» **Passage shown**
= = = =

Rangers coach John Tortorella firmly believes Ference was at fault and the league should act accordingly.

"Well, it's one of the most dangerous hits I've seen in a while," Tortorella said. "Nothing has to be said, as far as what should be done. I'm not going to play that, but it's a pretty easy call as far as I'm concerned."

As soon as McDonagh hit the boards, the Bruins' David Krejci was right there and leaned over to check on the injured player even before the whistle blew.

"It's kind of hard to say," Krejci said after the game when asked about the hit. "It's fresh and I haven't seen the replay. I was right there but Andy's not that guy. He was going hard for the puck, but he wouldn't hit a guy like that intentionally. He's a great guy and he cares about others. It happened so fast, it's hard to judge."

Coincidentally, injured Bruins forward Marc Savard attended the game and spoke prior to Boston's loss about his personal situation in regards to post-concussion syndrome, his future and the league's attempt to crack down on dangerous hits.

= = = =

» **Data to examine**
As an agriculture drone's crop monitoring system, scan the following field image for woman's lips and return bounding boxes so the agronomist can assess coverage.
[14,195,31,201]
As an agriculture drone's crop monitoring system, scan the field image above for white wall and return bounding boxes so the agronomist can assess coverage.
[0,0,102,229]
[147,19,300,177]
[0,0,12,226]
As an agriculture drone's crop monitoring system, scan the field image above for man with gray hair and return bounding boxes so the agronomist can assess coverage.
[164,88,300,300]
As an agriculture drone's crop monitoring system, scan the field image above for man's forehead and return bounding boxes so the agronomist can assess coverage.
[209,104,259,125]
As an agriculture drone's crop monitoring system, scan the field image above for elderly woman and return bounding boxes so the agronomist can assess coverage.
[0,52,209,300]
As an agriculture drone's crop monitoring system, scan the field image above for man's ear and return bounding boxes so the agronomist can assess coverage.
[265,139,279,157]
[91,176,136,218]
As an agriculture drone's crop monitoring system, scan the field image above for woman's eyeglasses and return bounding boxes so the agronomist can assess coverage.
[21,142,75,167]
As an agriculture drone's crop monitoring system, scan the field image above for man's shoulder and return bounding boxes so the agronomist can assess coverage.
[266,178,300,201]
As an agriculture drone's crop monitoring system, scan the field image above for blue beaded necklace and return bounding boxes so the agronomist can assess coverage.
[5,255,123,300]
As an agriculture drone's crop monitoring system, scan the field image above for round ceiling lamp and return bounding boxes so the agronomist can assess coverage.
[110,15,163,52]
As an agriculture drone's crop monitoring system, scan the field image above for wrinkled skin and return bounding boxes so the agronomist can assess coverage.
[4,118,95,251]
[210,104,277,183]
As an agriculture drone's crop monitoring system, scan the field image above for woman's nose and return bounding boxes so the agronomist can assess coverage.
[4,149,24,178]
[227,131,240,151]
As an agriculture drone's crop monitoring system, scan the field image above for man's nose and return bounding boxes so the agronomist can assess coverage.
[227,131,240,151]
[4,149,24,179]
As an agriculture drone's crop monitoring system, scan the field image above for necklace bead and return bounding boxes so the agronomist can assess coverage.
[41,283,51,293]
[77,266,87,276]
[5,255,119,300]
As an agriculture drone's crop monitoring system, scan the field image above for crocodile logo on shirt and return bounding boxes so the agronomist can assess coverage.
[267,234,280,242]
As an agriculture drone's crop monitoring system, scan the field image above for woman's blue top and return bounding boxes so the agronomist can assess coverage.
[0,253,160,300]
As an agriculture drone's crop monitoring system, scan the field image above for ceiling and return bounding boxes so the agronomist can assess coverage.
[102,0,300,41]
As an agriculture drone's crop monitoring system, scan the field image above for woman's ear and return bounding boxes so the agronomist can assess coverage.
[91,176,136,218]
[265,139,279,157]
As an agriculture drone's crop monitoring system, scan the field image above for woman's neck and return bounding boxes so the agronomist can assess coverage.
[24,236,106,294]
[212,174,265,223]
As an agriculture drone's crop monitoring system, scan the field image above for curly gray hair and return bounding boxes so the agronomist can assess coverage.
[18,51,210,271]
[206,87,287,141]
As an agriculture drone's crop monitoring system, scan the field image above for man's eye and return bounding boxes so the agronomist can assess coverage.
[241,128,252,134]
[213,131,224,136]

= = = =

» **What to do**
- a) Answer these questions from the passage about the hit on McDonagh:
(i) How did Tortorella describe the hit?
(ii) Which Bruins player leaned over to check on McDonagh before the whistle blew?
(iii) About what condition did Marc Savard speak before the game?
- b) Continue the passage about the hit on McDonagh from its final sentence.
The lines are not needed for the work here.

» **Answers given**
- a)
(i) As one of the most dangerous hits he had seen in a while.
(ii) David Krejci.
(iii) Post-concussion syndrome.

- b)
He believes that NHL top cop Brendan Shanahan is doing a good job trying to police the dirty stuff accordingly.

Dangerous plays are a sensitive subject in Boston given the fact that Savard's career is all but over, and Patrice Bergeron suffered a severe concussion that nearly led to career-ending injury in October 2007. The Bruins' assistant captain also suffered another concussion during the second round of the playoffs last spring. Boston's Nathan Horton also was on the receiving end of a blindside hit in Game 3 of the Stanley Cup finals last spring and didn't play another minute in the series.

Bruins coach Claude Julien has often talked about the subject and on Saturday came to Ference's defense.

"I don't think it really matters what I think about it because the decision certainly isn't going to be mine," Julien said. "What I do know is that there was no intent to injury there. We certainly don't like to see that and it's an unfortunate thing. It was a great game and you don't want to see a player get injured. It made it for an unfortunate ending to a great game.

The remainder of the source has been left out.